Recopiez tout le passage de l'extrait sur Peau d'Âne qui va de "L'adorable enfant se" jusqu'à "s'en peut trouver.", en remplaçant "magicienne" par "sorcière".

Extrait du texte
----

Bref, un conte drôle et très atypique loin du canon initié par Peau d'Âne. L'histoire de Peau D'Âne, battue et rebattue, narre les déboires d'un couple royal dont la sublime reine se meurt et sur son lit de mort fait jurer à son royal époux de ne point se remarier avec une quelconque prétendante dont la beauté serait inférieure à la sienne, espérant par là qu'il ne se remarierait point tout court.
Après une brève période de deuil, le fougueux monarque se sentant du feu dans les veines et peut-être même ailleurs se lance en quête d'une digne prétendante mais... en vain.
Le subtil stratagème de la défunte épouse serait presque imparable si elle n'avait au préalable donné naissance à une fille en tous points semblable à elle et, de l'avis de tous, supérieure encore.
Peu regardant sur les risques héréditaires d'un tel appariement incestueux, le roi est tout disposé à épouser sa propre fille, laissant la frêle jeune femme dans un effroi sans nom.
L'adorable enfant se rend alors près d'une marraine, sans doute un peu foraine, un peu bohème et un peu magicienne. Cette dernière conseille à la princesse de demander au roi des robes d'une étoffe telle qu'il ne s'en peut trouver.
Mais, fort d'une richesse sans borne issue de l'anus luxuriant d'un quadrupède à longues oreilles dont les fientes à haute valeur vénale ne font braire personne, le roi parvient sans peine à accéder à chacune des demandes de sa fille en matière textile, quelque improbable qu'elle soit.
La marraine, devant ces échecs stratégiques à répétition, conseille alors le tout pour le tout, demander carrément la toison de l'âne pondeur aux vertus alchimiques intéressantes, certaines que le roi hésitera à sacrifier sa source unique de guano d'or.
Or (c'est le cas de le dire), si elle manie fièrement la baguette, cette fée ne vaut pas la première boulangère venue quant à la psychologie humaine et royale en particulier car le magnanime souverain n'hésite pas à faire remettre à sa fille la crasseuse peau du baudet au croupion fertile quitte à y perdre du même coup l'opulence dont il parait sa cour.
Fuir ! Fuir ma belle ! Voilà ce qu'il te reste à faire si tu ne veux pas coucher avec ton géniteur.

----

Données fournies

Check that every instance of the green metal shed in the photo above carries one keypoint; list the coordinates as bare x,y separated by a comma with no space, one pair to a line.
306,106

----

Réponse attendue
L'adorable enfant se rend alors près d'une marraine, sans doute un peu foraine, un peu bohème et un peu sorcière. Cette dernière conseille à la princesse de demander au roi des robes d'une étoffe telle qu'il ne s'en peut trouver.